If a line in the entries contains the string "Target", include that line in your answer.

-=-=-

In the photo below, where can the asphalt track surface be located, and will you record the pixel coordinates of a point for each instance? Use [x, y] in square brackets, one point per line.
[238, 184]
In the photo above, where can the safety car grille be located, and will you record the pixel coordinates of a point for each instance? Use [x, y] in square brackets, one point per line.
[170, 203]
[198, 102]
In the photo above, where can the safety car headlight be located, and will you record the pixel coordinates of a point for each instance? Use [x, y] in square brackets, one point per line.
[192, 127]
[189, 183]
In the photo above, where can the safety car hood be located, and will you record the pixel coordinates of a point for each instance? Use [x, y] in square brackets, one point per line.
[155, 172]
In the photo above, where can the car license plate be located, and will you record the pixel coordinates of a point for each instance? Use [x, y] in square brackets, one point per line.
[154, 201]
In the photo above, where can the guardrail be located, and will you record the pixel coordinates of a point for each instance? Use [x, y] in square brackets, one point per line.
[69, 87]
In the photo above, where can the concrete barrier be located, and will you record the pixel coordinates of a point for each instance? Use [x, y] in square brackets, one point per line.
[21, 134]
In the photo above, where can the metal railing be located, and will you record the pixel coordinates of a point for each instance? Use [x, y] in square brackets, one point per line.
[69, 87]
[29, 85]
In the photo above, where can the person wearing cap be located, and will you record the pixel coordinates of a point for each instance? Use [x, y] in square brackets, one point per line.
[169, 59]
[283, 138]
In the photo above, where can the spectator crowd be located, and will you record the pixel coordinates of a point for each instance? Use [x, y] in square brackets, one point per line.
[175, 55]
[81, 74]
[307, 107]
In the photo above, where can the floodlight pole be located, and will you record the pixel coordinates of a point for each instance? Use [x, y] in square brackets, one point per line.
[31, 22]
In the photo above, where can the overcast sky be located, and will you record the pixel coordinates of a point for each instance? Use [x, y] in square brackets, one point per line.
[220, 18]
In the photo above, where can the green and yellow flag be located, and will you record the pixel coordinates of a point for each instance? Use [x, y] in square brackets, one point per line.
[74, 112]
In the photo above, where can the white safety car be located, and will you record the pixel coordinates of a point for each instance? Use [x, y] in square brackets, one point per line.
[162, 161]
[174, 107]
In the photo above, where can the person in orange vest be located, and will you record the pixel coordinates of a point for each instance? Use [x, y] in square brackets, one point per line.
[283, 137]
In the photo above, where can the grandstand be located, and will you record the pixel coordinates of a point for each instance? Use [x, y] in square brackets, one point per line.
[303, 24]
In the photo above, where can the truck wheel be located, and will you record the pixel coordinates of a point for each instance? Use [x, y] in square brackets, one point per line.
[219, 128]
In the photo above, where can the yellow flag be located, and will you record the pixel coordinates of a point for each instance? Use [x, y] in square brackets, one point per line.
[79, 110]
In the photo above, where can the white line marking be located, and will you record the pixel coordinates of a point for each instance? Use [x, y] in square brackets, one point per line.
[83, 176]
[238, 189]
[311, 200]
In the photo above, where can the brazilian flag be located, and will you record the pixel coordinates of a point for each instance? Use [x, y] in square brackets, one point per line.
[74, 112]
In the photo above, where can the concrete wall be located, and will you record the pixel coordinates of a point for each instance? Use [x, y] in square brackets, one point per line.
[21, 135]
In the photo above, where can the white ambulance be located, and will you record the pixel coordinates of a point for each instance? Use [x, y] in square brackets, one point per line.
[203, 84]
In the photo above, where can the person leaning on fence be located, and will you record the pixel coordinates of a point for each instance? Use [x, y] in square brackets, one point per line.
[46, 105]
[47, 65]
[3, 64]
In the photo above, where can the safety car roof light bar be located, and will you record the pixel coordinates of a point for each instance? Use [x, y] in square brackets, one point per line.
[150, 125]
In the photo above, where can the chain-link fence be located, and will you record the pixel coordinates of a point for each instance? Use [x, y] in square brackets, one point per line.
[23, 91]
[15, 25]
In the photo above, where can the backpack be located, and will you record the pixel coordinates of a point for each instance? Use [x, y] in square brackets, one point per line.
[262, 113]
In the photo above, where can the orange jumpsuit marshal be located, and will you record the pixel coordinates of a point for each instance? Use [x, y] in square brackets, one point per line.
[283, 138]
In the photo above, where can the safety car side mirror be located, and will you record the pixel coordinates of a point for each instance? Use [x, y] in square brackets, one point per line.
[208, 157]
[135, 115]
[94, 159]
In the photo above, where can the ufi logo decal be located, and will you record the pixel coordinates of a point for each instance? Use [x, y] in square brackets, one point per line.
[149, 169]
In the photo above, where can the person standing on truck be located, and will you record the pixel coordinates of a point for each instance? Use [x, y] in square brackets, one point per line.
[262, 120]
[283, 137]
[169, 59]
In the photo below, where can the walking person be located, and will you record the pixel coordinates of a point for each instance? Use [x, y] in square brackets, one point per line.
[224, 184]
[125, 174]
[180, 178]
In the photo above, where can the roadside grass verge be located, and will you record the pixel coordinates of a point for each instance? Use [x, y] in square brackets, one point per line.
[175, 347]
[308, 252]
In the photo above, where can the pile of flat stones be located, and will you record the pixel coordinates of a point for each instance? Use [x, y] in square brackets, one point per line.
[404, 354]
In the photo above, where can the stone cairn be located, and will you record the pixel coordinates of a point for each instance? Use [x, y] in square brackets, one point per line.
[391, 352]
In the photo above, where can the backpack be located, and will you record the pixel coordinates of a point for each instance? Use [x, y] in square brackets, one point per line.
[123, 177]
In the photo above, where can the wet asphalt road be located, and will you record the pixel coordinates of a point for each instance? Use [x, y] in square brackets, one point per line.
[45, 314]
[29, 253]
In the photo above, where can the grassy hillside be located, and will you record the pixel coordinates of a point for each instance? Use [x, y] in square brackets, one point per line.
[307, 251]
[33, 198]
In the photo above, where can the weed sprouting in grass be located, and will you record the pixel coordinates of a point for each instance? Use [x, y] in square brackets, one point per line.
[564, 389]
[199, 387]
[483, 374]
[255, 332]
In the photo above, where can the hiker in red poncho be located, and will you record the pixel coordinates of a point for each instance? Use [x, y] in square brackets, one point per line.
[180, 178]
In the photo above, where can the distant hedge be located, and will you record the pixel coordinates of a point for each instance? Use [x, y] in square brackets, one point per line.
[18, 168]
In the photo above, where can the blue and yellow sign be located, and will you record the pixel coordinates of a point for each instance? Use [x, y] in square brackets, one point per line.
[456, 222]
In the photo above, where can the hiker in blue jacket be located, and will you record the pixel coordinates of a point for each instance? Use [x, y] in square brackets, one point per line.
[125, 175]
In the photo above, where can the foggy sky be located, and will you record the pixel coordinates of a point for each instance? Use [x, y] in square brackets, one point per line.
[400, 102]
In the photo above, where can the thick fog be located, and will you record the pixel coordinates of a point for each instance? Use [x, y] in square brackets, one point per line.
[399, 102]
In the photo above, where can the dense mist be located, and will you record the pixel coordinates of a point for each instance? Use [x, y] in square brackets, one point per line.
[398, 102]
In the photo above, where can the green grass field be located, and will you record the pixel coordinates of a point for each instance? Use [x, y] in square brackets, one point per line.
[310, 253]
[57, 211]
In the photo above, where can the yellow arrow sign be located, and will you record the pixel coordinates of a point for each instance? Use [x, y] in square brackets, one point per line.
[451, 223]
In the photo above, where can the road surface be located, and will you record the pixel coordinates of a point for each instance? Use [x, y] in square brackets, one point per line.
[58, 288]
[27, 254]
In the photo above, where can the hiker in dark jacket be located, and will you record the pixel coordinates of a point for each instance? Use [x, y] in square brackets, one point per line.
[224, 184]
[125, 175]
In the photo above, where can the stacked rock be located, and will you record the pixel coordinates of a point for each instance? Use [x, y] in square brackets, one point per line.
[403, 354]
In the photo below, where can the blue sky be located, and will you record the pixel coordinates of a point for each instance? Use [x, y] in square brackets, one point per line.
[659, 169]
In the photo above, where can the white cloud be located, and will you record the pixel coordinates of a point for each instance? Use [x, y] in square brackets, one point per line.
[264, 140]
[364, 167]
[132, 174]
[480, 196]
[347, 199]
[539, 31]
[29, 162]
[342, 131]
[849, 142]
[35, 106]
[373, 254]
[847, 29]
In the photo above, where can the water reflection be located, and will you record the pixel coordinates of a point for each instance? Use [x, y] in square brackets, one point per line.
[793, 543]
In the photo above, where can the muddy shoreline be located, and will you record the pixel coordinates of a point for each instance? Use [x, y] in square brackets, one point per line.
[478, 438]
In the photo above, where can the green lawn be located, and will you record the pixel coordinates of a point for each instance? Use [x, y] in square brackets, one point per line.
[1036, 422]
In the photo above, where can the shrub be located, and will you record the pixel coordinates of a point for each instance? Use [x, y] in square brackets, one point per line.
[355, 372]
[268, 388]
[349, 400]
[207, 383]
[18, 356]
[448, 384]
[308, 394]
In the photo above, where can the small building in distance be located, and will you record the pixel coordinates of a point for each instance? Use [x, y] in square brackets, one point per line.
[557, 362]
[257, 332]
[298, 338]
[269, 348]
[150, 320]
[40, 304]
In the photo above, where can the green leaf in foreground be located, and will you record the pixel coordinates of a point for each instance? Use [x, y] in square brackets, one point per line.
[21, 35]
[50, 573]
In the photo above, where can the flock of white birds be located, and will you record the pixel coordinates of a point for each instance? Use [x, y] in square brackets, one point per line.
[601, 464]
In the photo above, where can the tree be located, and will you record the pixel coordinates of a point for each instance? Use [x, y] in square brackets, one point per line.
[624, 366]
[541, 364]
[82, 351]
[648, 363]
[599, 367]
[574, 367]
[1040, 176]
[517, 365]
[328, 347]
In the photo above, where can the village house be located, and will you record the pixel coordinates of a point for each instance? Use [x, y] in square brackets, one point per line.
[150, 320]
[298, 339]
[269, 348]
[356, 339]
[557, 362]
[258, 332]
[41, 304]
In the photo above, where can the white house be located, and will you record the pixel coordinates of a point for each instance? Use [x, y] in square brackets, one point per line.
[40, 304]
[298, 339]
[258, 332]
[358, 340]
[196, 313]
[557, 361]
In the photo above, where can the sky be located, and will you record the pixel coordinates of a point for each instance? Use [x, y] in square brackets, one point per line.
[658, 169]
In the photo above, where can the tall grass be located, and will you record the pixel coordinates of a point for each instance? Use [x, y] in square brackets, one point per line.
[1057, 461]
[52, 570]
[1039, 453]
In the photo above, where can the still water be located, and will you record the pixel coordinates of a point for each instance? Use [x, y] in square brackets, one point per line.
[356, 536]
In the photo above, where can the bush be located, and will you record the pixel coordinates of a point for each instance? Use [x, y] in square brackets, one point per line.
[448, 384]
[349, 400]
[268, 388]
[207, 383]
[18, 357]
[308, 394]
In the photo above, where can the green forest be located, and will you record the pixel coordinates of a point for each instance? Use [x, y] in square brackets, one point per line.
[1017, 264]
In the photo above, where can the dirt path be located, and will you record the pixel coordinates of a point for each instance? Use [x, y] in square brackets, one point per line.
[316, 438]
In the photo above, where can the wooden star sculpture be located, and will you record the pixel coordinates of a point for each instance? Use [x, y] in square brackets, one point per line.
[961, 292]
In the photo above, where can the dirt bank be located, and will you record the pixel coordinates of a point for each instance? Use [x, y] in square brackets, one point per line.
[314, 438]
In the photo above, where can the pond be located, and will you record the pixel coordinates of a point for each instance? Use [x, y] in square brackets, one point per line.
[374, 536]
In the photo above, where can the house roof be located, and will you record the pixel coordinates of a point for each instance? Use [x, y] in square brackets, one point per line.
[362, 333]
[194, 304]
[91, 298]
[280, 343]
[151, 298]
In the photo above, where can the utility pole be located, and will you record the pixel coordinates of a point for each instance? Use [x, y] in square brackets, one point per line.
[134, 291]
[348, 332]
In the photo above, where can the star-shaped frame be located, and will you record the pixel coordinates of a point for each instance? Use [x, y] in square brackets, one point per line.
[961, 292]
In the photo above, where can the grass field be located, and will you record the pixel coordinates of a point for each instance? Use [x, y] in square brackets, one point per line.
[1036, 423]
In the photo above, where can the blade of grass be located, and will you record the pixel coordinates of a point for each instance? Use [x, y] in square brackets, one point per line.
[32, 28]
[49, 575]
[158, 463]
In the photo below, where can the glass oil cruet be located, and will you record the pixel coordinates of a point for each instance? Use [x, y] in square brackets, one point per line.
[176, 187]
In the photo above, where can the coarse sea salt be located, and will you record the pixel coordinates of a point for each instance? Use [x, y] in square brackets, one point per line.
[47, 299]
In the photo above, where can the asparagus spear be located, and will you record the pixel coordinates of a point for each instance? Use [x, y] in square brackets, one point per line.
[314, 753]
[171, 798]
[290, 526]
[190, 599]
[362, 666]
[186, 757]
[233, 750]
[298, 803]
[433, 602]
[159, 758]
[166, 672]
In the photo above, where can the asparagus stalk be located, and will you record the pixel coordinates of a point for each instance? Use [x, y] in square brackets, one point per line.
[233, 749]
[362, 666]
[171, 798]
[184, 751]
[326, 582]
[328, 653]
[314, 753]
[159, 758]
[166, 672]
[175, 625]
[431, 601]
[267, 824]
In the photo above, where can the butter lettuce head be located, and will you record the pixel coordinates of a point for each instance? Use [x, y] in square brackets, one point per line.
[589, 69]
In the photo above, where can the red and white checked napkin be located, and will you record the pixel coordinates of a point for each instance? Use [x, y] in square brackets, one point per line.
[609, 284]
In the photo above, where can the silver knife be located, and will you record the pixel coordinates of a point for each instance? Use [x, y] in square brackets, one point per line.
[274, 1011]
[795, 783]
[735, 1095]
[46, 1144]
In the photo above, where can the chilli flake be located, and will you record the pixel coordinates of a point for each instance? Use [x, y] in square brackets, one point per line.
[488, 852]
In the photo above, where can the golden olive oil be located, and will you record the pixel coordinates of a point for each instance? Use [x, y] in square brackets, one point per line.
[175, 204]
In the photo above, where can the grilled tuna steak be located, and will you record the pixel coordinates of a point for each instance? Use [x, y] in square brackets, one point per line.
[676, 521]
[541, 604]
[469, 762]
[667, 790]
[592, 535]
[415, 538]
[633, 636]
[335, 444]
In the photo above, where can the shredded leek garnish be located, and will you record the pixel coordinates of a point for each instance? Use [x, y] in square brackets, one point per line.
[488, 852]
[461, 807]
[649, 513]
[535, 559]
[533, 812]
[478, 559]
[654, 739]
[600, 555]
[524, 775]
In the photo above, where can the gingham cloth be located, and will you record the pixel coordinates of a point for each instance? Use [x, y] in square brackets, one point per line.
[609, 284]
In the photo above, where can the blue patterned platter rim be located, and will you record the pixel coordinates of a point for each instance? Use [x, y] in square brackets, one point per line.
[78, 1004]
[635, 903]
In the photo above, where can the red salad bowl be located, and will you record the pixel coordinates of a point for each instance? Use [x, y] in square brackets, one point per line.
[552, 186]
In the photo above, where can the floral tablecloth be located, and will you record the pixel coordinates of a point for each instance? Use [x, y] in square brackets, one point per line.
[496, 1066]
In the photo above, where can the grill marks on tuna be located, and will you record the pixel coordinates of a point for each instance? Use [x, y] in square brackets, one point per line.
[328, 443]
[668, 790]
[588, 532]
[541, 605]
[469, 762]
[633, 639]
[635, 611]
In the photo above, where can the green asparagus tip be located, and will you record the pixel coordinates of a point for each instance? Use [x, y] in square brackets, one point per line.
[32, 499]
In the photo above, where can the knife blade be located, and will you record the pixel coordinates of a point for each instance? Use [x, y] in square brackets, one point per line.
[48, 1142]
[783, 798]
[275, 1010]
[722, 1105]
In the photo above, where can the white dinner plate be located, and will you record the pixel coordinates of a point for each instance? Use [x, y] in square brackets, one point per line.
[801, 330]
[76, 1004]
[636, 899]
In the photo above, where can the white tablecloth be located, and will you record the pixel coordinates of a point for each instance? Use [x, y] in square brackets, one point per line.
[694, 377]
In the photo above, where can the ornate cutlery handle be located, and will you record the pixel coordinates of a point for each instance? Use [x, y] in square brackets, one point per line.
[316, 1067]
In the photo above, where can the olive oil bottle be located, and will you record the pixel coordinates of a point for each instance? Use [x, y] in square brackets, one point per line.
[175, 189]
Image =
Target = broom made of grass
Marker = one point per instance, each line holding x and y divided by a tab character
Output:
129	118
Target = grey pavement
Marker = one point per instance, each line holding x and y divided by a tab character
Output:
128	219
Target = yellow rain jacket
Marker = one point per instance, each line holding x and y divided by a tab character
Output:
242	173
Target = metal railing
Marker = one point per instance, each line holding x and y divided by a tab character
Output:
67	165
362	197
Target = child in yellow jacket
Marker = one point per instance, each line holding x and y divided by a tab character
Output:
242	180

-=-=-

Your response ▸
Target = broom made of grass
Target = grey pavement
Target = yellow rain jacket
Target = metal railing
Target = child in yellow jacket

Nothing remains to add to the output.